### What to work on
Reproduce the records below exactly, with nothing altered.

----

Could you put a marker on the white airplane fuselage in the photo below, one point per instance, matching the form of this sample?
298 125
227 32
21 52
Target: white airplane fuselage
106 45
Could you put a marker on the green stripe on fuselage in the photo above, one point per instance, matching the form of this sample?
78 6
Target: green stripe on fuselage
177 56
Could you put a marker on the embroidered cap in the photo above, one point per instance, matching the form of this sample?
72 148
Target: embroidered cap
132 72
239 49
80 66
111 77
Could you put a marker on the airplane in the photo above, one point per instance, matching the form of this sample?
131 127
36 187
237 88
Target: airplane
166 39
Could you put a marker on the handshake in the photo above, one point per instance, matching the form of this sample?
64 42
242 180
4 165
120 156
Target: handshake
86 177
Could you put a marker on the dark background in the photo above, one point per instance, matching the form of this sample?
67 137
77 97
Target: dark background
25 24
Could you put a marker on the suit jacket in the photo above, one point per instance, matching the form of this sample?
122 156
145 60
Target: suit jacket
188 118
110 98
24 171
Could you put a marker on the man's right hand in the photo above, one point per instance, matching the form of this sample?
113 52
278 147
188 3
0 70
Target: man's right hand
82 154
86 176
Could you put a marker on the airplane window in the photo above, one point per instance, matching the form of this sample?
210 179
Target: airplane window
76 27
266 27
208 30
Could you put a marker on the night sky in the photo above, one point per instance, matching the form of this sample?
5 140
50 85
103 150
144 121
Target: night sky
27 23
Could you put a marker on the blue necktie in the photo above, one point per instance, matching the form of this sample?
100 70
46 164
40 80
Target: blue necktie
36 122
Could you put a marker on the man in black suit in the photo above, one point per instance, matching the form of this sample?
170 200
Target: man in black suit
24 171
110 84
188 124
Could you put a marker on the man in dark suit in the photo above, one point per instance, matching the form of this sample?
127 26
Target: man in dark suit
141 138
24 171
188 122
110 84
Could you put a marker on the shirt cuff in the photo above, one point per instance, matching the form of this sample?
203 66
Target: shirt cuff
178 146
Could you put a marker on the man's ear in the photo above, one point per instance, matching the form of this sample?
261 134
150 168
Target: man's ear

----

### Your response
Could you put a marker on the white airplane fuselage in the photo below, one point per instance, matching the form of this sample?
298 125
227 32
21 52
Target: white airplane fuselage
106 45
Could you put a marker on the green stripe on fuselage in the photo above, one point per instance, matching the form of this sample?
78 6
Target: green stripe on fuselage
177 56
Could you put a marker on the embroidered cap in the photo above, one point per instance, matching the form of this sample?
72 148
Target: embroidered cap
132 72
239 49
80 66
111 77
Could you put a marker on the airplane in the photo above, one point per instance, matching the form of this sample?
131 127
36 187
237 88
Target: airplane
166 39
Could you put a marker on the handshake in the photo above, one point per instance, matching the form of this sample?
64 42
242 180
4 165
120 156
Target: handshake
86 177
Could you put a marker on the dark background in the photo above, one point per instance, matching the form of this sample?
67 137
77 97
Target: dark background
25 24
Could you put a marker on the suit jacket in the photo above, one point per instance, matching the form of this sample?
122 156
145 60
Target: suit jacket
188 118
110 98
24 171
Could you put a marker on the man's right hand in the photo above, one point per instance, matching the form of this sample?
113 52
278 147
188 3
0 70
Target: man's right hand
82 154
86 176
Could you put a marker on the airplane window in the photo above, one point per instance, matching the form of this sample?
210 179
Target: airplane window
76 27
266 27
208 30
Could you put a marker on the night sky in the photo above, one point per instance, matching the form of this sample?
5 140
50 85
103 150
144 121
Target: night sky
27 23
Could you put a marker on the blue necktie in the photo above, one point per instance, matching the form of this sample?
100 70
46 164
40 80
Target: blue necktie
36 122
Could you put a marker on the man in black suit in the photo above, one point per instance, matching the form of this sample?
170 200
Target: man in black suit
24 171
110 84
188 124
Could you put a marker on the man in dark suit in the photo above, one point per instance, matching the form of this sample?
127 26
Target: man in dark suit
141 138
24 171
188 122
110 84
Could you put a marker on the shirt cuff in the photo above, one point per instance, matching the form of this sample?
203 66
Target: shirt cuff
178 146
Could you put a marker on the man's ear in the photo above, one point per instance, matching the form of this sample?
261 134
150 168
Target: man's ear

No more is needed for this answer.